The core — what the selections leave out
Most readers meet Mozi through the ethical and political doctrines. But the later Mohists also produced the Mohist Canon — a compressed, almost telegraphic body of writing on definition, logical relations, causation, ethics, geometry, and optics, including some of the earliest systematic reflection on language and inference anywhere. These chapters are corrupt, dense, and easy to skip, and Johnston's achievement is to make them legible: his notes reconstruct the arguments and flag the textual problems so a serious reader can finally follow them. Reading them changes the picture of Mohism from an earnest moral movement into a fully-fledged philosophical school with a theory of knowledge and argument.
The facing-page Chinese is a gift even to readers with only a little classical Chinese, and a standing invitation to check the English against the original.
Three highlights
1. Genuinely complete
Nothing is quietly dropped. For the first time in English you can read the Mozi as a whole book, doctrines and Canon together, and judge the school in full.

——

From the passage on the Mozi, quote the stretch from "The facing-page Chinese" through "school in full." word for word. The data below comes from a separate source, unrelated to the passage on the Mozi.

▶ **DATA LINES**:
——

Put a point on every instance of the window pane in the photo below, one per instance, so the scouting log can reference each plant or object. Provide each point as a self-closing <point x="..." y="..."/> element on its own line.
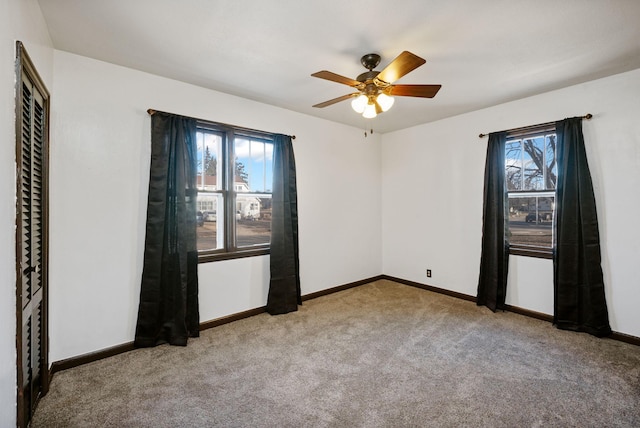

——

▶ **RESULT OF THE EXERCISE**:
The facing-page Chinese is a gift even to readers with only a little classical Chinese, and a standing invitation to check the English against the original.
Three highlights
1. Genuinely complete
Nothing is quietly dropped. For the first time in English you can read the Mozi as a whole book, doctrines and Canon together, and judge the school in full.